Фрагмент текста ::
####################

Выбрать главу

Табу на сквернословие, кстати, было отличительным признаком политзэковской аристократии. Новичок, появившийся в зоне, быстро соображал: хочешь принадлежать к верхушке зоны, матерщину забудь. Два бывших уголовника, по-настоящему перековавшиеся в политических, жаловались мне на одного из наших интеллигентов и спрашивали, употребляет ли он мат в разговоре со мной, с моими друзьями. — "Никогда!" — "А вот с нами хлещет как сапожник. Что же, он считает нас людьми второго сорта?" Лагерные эстонцы и латыши, если ругались, то только на русском, на своем языке — никогда. Много лет спустя, когда Андропов раскрыл ворота своим евреям-отказникам, мне рассказывали, что советские переселенцы, особенно околоправозащитная часть, с каким-то особым ухарством матерились по-русски, соревнуясь в изощренности этажей. Но на своем племенном языке они не сквернословили никогда. Мат стал еще одной формой русофобии. Утверждаю совершенно серьезно: одна из ступеней к нравственному возрождению нации — отказ от мата. Уже в наше время ко мне в Москву приехал друг-монархист из Владивостока, которого я решил познакомить с главами патриотических организаций. Один из них, неверующий или почти неверующий, со склонностью к язычеству, так и выплескивал скороговоркой мусор изо рта через две-три фразы. Мой соратник был ошарашен: "Он что, не понимает, что матерящийся лидер — это пустое место?"

####################

[Фрагмент из набора данных]

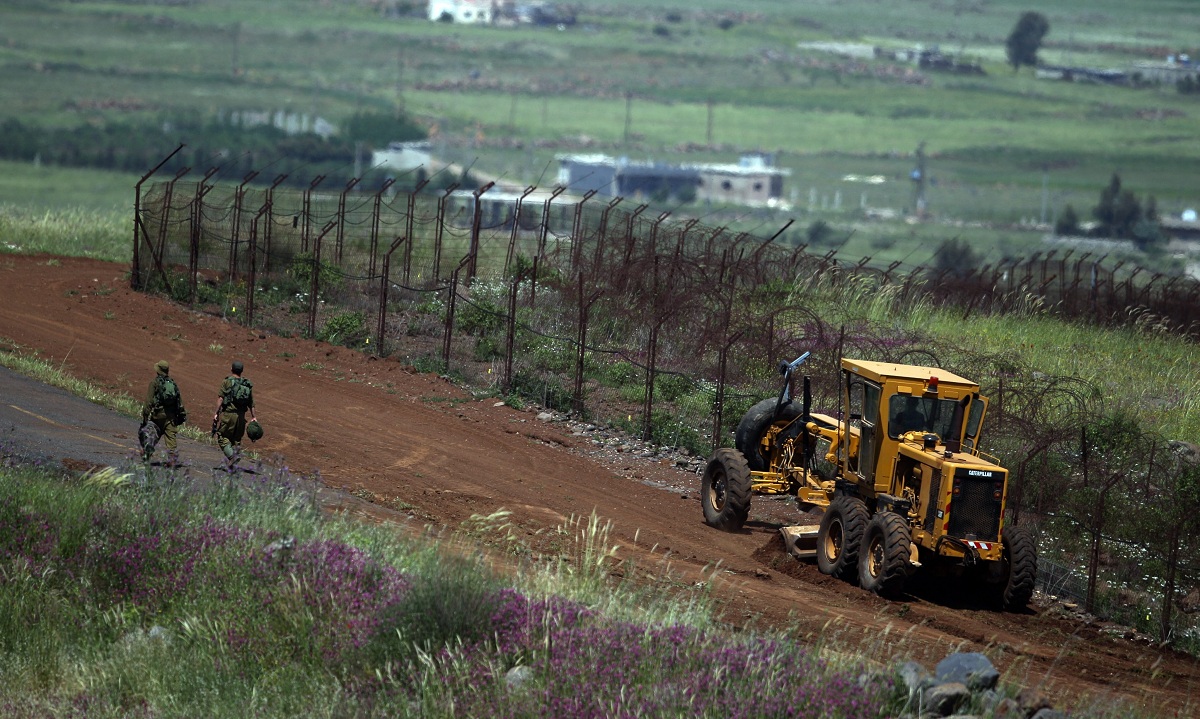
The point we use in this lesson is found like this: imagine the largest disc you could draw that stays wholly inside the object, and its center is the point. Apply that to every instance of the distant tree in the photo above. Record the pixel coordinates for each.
(955, 257)
(819, 233)
(1121, 215)
(1105, 211)
(687, 195)
(1025, 40)
(378, 129)
(1068, 222)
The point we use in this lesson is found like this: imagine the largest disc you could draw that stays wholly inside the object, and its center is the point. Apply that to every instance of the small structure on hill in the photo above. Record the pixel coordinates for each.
(472, 12)
(753, 181)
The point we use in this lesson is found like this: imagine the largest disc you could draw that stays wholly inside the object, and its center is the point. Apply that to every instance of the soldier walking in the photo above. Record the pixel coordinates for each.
(229, 420)
(163, 411)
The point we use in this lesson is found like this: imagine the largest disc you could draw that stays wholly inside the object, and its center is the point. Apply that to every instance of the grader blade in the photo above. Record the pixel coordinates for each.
(801, 540)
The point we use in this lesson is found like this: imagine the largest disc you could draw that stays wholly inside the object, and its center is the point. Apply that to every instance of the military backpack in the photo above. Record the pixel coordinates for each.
(239, 394)
(166, 394)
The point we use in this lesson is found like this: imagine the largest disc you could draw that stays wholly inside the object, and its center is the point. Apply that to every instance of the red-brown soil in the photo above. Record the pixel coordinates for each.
(413, 441)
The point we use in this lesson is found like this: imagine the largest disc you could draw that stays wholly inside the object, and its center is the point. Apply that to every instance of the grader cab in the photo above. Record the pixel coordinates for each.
(899, 473)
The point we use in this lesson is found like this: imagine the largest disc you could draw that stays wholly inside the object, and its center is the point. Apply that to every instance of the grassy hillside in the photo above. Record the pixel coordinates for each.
(705, 81)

####################

Задание :: Перескажите короче абзац из фрагмента текста о запрете на мат, начинающийся словами «Табу на сквернословие, кстати». Сохраните его основные факты. Эти записи взяты из другого источника.

Ответ на задание :: У политзаключенных отказ от мата был признаком лагерной верхушки, и новички быстро это понимали. Двое бывших уголовников, по-настоящему ставших политическими, жаловались, что один из интеллигентов матерится с ними, но никогда не матерится с рассказчиком и его друзьями. Они спрашивали, не считает ли он их людьми второго сорта. Эстонцы и латыши в лагере ругались только по-русски и никогда на своем языке. Много лет спустя, по рассказам, так же вели себя евреи-отказники, которых выпустил Андропов: они изощренно матерились по-русски, но никогда не сквернословили на своем языке. Рассказчик называет мат формой русофобии, а отказ от него считает ступенью к нравственному возрождению нации. Уже в наше время друг-монархист из Владивостока познакомился в Москве с одним из глав патриотических организаций, который постоянно матерился. После этой встречи друг сказал, что матерящийся лидер — пустое место.